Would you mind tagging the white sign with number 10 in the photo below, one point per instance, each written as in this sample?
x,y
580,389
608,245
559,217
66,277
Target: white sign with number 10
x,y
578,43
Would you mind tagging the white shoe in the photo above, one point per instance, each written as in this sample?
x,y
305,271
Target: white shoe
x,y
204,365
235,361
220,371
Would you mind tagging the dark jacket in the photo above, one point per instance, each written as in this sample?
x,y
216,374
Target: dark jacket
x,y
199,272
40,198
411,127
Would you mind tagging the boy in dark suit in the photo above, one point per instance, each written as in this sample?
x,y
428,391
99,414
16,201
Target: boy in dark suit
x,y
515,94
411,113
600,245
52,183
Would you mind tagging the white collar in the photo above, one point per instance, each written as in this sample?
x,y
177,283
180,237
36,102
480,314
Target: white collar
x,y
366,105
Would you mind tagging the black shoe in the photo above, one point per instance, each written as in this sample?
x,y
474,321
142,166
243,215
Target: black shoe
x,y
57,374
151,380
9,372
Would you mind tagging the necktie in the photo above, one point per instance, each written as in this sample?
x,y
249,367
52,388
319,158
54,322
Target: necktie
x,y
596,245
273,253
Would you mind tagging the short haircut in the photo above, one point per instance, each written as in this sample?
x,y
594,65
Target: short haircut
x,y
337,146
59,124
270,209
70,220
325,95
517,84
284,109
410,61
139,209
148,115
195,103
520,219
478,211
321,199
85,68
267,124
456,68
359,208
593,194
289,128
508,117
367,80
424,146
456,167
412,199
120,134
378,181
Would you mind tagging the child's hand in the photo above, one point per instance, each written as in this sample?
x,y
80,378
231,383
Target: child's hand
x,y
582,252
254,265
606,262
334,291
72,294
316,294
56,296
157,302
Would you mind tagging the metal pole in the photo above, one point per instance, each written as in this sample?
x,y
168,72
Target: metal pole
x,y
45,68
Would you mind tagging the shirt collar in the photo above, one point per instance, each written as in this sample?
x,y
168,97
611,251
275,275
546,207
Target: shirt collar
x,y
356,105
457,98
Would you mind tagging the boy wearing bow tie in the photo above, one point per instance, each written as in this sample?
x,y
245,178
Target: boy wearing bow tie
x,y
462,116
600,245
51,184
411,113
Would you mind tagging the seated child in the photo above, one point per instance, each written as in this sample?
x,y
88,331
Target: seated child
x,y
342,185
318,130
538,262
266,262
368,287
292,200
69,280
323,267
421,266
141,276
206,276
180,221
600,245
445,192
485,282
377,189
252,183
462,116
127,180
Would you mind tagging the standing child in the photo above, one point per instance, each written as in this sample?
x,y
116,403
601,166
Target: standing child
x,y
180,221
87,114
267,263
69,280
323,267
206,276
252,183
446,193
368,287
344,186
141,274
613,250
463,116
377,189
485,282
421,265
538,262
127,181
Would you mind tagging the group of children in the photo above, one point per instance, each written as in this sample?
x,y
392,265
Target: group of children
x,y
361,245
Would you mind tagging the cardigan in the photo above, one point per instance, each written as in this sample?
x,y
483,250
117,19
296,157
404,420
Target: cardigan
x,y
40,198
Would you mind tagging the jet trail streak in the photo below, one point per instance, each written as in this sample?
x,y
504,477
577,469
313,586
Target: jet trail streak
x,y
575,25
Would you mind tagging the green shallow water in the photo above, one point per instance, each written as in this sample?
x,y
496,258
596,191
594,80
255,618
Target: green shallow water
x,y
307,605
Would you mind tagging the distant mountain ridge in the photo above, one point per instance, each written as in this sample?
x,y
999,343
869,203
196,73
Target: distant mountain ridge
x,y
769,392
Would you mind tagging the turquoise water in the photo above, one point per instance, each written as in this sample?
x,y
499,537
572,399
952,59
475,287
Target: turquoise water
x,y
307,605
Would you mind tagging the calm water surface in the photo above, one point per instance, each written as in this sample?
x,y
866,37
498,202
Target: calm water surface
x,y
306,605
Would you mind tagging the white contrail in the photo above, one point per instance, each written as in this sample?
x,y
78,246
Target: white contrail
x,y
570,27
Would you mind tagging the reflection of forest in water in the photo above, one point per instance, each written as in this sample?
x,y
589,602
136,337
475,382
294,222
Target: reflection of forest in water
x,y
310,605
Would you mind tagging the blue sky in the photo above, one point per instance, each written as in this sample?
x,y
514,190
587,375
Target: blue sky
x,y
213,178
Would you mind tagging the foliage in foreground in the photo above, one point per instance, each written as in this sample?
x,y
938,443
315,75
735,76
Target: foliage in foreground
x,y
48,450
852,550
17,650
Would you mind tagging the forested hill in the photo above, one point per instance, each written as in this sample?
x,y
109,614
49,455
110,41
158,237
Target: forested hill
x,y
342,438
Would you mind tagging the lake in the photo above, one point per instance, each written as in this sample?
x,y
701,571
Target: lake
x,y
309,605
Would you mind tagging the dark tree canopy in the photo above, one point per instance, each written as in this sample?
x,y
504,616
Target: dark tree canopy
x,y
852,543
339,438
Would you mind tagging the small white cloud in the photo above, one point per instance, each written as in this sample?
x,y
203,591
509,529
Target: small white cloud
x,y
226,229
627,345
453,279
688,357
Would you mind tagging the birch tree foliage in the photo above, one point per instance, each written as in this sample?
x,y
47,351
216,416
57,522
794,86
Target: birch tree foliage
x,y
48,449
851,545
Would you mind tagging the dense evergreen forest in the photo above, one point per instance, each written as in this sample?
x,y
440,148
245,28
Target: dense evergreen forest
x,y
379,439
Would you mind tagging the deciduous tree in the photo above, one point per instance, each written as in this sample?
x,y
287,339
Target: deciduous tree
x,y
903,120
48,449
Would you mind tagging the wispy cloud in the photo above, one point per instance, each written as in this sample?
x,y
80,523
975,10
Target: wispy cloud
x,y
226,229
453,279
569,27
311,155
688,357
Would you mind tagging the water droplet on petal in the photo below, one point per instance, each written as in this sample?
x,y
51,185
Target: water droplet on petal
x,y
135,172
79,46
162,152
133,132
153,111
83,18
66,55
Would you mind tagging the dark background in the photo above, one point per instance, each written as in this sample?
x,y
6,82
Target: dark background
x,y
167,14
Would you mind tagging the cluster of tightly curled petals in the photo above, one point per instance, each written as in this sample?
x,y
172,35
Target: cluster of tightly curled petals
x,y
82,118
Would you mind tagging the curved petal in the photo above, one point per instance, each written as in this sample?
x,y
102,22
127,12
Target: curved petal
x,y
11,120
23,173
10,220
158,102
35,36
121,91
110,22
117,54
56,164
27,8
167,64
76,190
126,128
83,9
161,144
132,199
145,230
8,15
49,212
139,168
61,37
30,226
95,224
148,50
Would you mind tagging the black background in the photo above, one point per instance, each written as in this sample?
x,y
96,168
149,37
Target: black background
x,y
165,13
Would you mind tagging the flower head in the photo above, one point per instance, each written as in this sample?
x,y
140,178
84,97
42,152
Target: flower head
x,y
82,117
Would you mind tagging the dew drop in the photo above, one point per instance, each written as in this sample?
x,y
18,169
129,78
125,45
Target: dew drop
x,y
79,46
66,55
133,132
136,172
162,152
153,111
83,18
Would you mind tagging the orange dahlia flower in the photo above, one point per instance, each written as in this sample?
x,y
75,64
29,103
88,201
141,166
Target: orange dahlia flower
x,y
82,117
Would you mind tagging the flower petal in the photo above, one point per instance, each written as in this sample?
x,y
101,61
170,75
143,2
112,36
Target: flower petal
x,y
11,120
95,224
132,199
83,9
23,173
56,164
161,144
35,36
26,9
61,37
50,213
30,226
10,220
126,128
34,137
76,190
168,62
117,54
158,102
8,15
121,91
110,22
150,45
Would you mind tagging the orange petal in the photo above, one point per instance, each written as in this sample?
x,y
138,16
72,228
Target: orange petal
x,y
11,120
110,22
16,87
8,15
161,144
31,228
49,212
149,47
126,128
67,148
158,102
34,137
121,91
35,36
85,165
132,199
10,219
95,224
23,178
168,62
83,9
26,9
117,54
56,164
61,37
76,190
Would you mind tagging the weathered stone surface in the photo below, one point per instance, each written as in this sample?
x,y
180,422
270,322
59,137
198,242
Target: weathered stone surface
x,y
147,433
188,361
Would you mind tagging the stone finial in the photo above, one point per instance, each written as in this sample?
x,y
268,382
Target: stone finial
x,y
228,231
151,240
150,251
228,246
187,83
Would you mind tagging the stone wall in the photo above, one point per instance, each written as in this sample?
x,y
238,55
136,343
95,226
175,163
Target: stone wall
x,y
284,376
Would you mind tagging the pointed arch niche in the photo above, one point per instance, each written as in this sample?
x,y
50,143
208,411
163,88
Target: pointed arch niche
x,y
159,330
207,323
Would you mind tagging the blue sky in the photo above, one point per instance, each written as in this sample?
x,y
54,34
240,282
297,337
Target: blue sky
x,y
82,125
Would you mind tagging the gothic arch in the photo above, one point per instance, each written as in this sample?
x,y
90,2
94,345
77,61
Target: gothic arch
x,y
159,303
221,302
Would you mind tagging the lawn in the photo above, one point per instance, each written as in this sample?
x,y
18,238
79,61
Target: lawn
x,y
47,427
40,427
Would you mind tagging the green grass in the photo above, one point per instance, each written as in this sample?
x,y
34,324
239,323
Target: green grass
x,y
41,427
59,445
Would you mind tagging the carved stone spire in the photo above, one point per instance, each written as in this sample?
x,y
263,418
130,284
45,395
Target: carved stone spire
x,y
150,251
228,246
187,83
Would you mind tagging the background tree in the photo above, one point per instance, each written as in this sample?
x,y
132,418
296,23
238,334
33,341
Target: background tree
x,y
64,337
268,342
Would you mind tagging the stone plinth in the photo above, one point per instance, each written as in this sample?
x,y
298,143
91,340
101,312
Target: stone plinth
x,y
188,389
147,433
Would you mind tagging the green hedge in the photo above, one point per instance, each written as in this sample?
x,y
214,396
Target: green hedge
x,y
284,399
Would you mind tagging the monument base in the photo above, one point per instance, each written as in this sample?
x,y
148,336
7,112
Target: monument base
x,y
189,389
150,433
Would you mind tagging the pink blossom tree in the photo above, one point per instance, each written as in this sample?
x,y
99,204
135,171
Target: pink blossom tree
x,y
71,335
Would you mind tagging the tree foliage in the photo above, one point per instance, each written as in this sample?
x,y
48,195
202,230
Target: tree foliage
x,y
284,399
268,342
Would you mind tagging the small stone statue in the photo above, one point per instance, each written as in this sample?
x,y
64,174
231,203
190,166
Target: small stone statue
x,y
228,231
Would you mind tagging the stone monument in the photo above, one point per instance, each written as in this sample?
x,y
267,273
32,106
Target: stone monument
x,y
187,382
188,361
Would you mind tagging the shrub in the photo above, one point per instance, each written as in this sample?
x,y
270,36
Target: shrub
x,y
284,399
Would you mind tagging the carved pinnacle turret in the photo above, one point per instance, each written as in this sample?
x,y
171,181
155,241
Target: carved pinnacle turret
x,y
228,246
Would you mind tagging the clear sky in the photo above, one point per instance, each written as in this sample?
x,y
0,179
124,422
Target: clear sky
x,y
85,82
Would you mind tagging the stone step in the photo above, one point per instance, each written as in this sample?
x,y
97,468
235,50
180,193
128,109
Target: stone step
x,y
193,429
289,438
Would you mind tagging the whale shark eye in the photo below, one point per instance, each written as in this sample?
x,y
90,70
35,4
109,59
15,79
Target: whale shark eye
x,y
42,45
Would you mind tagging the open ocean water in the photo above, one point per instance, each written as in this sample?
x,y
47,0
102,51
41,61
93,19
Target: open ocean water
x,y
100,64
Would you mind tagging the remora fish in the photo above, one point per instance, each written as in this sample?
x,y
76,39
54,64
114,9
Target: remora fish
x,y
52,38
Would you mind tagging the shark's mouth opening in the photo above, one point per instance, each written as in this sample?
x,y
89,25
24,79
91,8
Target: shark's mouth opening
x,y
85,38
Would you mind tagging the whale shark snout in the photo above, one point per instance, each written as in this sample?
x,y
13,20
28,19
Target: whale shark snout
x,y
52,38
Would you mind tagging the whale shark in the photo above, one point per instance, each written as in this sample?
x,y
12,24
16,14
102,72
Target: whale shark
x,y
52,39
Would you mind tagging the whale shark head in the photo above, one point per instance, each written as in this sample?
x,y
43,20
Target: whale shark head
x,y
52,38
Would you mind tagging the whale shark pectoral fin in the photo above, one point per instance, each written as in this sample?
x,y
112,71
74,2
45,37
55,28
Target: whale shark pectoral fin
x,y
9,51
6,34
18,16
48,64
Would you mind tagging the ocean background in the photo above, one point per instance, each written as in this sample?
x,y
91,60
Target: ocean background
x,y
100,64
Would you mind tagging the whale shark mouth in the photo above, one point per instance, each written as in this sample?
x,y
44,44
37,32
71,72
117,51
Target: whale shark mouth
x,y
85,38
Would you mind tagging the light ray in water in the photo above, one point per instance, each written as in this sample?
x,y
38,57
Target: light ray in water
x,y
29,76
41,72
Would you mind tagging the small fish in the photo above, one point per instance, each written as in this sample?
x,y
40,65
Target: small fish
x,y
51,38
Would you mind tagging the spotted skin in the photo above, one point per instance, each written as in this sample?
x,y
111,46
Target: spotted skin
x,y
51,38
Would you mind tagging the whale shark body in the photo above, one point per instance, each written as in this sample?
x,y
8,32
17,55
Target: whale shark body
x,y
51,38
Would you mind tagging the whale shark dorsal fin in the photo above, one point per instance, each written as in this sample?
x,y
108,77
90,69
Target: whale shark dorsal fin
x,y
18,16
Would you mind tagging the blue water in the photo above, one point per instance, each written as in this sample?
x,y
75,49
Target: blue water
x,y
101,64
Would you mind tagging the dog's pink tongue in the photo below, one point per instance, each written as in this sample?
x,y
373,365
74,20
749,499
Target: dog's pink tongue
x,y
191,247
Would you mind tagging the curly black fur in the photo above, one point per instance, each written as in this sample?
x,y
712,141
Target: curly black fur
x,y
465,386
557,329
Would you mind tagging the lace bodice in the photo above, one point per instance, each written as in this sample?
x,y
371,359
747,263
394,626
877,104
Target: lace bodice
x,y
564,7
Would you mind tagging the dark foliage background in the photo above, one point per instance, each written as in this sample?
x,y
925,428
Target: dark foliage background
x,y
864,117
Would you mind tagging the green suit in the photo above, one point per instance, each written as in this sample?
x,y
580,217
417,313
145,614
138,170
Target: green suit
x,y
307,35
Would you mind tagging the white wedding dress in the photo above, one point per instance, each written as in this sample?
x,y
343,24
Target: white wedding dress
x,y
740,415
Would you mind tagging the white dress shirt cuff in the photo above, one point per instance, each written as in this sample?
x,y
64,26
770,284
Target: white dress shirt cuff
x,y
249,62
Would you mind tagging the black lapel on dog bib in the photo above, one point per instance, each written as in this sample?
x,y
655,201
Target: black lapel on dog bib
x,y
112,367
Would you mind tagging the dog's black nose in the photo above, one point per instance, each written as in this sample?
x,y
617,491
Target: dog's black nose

_What the exercise asks_:
Starting at the line that contains "Would you mind tagging the green suit", quote each remaining line of the entries above, unchanged.

_Finished exercise_:
Would you mind tagging the green suit in the photo above, one point per instance, each written as in this sample?
x,y
580,217
417,313
145,614
138,170
Target: green suit
x,y
307,35
Would you mind tagging the white wedding dress in the photo above, one point per instance, each written as in this sample?
x,y
343,24
Target: white wedding dress
x,y
740,415
Would you mind tagging the white dress shirt cuff in the photo above, one point per instance, each written as in this sample?
x,y
64,26
770,284
Target: white dress shirt cuff
x,y
249,62
Would you mind tagging the black lapel on dog bib in the photo above, one point per instance, each written as in this sample?
x,y
655,201
Target: black lapel on dog bib
x,y
112,367
Would you mind tagging the dog's black nose in the photo above, one point per instance, each written as in this sample?
x,y
617,491
Target: dog's black nose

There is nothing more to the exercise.